==== Task input ====

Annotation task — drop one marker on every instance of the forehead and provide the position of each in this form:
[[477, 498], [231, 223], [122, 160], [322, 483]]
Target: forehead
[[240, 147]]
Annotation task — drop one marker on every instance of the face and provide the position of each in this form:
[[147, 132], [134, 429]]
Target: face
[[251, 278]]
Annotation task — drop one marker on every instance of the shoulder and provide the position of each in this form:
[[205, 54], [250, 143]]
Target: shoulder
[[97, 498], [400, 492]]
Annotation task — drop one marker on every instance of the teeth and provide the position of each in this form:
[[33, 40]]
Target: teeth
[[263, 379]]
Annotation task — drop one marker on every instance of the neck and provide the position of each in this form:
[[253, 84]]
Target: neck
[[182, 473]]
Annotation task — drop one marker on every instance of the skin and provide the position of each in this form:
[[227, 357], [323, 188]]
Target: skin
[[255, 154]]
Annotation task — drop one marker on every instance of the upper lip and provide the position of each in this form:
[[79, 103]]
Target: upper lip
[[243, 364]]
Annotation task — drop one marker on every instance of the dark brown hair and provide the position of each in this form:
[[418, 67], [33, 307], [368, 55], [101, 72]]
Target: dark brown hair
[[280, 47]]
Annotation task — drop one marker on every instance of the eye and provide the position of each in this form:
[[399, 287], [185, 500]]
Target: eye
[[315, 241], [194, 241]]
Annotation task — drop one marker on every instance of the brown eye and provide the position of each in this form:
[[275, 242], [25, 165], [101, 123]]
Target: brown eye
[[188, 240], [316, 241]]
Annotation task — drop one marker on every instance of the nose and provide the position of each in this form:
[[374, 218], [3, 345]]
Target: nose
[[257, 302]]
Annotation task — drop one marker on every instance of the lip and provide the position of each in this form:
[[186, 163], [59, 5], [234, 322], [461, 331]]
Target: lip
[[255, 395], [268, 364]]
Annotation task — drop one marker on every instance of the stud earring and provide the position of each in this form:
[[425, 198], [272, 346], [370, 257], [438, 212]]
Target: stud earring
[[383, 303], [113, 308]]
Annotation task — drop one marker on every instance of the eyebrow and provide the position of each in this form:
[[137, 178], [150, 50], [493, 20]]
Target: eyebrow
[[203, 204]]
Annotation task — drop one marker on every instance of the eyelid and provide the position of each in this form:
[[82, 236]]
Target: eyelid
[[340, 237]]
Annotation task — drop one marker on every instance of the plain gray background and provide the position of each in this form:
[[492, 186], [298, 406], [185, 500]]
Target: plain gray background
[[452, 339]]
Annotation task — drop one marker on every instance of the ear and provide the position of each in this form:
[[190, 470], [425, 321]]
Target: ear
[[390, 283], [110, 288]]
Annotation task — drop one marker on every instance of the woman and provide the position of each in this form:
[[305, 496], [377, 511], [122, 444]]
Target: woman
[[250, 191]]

====

> _Instructions to follow_
Write out, word for word, the line containing "the ear and" and every line after it to the end of the data above.

> _Response to this task_
Annotation task — drop one marker on every instance of the ear and provide the position of each in this form:
[[190, 470], [425, 321]]
Target: ear
[[390, 283], [110, 288]]
Annotation task — drop one marker on every instance of the woman and provide the position of each in this form:
[[305, 496], [377, 511], [122, 444]]
Target: woman
[[250, 191]]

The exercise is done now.